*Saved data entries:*
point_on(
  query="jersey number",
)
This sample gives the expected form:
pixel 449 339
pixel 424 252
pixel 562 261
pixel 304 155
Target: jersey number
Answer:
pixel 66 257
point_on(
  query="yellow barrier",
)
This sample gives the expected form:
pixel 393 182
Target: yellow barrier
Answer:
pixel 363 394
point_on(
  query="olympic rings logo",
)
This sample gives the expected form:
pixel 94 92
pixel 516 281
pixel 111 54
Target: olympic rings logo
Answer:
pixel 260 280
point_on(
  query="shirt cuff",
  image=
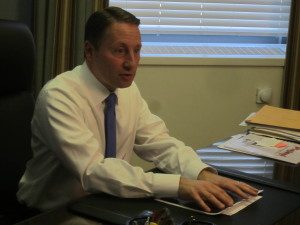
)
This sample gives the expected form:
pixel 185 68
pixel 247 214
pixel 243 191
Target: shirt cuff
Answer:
pixel 166 185
pixel 194 168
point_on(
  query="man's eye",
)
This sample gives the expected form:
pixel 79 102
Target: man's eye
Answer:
pixel 119 51
pixel 137 50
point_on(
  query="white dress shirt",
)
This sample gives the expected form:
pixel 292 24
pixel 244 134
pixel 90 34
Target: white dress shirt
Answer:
pixel 68 143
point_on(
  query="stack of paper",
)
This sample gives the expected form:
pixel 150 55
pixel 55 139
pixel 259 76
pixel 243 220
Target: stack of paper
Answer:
pixel 275 134
pixel 276 122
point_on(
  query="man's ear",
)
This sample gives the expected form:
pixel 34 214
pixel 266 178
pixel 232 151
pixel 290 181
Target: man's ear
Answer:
pixel 88 50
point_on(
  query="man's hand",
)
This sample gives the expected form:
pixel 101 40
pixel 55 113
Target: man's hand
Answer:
pixel 211 187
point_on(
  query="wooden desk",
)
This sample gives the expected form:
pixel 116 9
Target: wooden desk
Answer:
pixel 62 216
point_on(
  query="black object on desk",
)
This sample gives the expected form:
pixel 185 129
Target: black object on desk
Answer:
pixel 279 200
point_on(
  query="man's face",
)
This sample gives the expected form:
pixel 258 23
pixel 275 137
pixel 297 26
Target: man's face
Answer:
pixel 115 61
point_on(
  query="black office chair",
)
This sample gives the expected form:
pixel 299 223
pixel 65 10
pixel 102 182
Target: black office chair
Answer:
pixel 17 54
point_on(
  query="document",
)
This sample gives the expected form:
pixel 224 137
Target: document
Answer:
pixel 229 211
pixel 262 146
pixel 276 117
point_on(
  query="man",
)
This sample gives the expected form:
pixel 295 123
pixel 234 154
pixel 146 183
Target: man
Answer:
pixel 68 134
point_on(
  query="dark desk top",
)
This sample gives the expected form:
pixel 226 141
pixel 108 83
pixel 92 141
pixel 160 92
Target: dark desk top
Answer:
pixel 285 198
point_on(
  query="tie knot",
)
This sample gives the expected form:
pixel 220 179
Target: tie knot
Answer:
pixel 111 99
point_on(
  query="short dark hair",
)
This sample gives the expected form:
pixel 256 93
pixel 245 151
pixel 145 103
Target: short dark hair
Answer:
pixel 99 21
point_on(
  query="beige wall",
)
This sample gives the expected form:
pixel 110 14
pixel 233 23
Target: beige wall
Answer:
pixel 204 101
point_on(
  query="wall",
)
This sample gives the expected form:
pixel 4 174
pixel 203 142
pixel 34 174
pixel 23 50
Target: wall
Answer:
pixel 203 101
pixel 17 10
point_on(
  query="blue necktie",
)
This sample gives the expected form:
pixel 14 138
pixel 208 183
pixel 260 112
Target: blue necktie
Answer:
pixel 110 126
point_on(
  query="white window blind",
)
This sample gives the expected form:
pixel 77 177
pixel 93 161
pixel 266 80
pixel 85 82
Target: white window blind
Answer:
pixel 211 27
pixel 218 17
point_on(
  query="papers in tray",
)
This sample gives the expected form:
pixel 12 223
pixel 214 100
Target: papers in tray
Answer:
pixel 264 147
pixel 229 211
pixel 276 117
pixel 276 122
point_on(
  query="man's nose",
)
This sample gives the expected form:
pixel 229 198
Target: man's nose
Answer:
pixel 131 60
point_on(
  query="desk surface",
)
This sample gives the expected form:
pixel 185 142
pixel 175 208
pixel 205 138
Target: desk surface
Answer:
pixel 261 212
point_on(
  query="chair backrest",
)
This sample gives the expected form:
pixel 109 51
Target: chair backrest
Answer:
pixel 17 54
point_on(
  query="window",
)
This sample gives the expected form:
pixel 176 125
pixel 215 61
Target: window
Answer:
pixel 218 28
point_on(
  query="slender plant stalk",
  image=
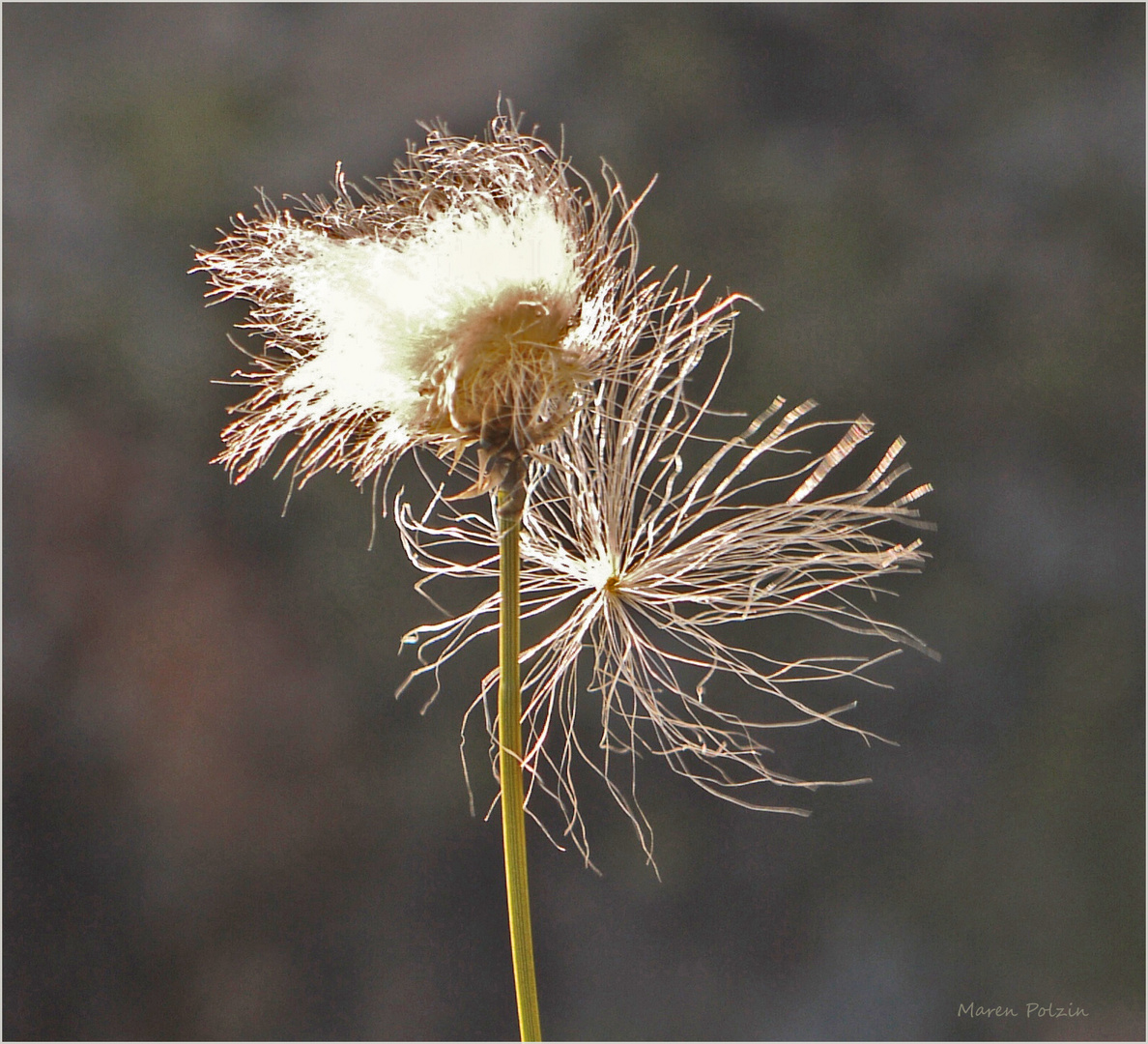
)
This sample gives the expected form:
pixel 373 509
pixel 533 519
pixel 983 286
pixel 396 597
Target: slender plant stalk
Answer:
pixel 510 769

*Instructions for the task:* All that should be written out is the stretch of lines above between the one holding "pixel 247 214" and the one holding "pixel 102 182", inclusive, exactly as given.

*Result for this exercise:*
pixel 247 214
pixel 243 191
Target: shirt cuff
Answer:
pixel 166 185
pixel 194 168
point_on(
  query="man's eye",
)
This sample gives the expected form:
pixel 79 102
Target: man's eye
Answer:
pixel 119 51
pixel 137 50
point_on(
  query="white dress shirt",
)
This sample gives the expected form:
pixel 292 24
pixel 244 134
pixel 90 34
Target: white dress shirt
Answer:
pixel 68 143
point_on(
  query="stack of paper",
)
This sample gives the expected form:
pixel 150 55
pixel 55 139
pixel 259 76
pixel 243 220
Target: stack of paper
Answer:
pixel 275 134
pixel 276 122
point_on(
  query="man's ear",
)
This sample gives the expected form:
pixel 34 214
pixel 266 178
pixel 232 151
pixel 290 181
Target: man's ear
Answer:
pixel 88 50
point_on(
  query="man's hand",
)
This sample gives the expected form:
pixel 101 40
pixel 55 113
Target: man's hand
Answer:
pixel 211 187
point_on(
  query="wooden desk",
)
This sample gives the expected form:
pixel 116 9
Target: wooden desk
Answer:
pixel 62 216
point_on(
  query="black object on desk",
)
This sample gives the expected form:
pixel 185 129
Target: black object on desk
Answer:
pixel 279 200
point_on(
  query="man's face",
)
This sample gives the expected form:
pixel 258 23
pixel 275 137
pixel 297 26
Target: man's face
Answer:
pixel 115 61
point_on(
  query="black office chair",
)
This sample gives the expected form:
pixel 299 223
pixel 65 10
pixel 102 182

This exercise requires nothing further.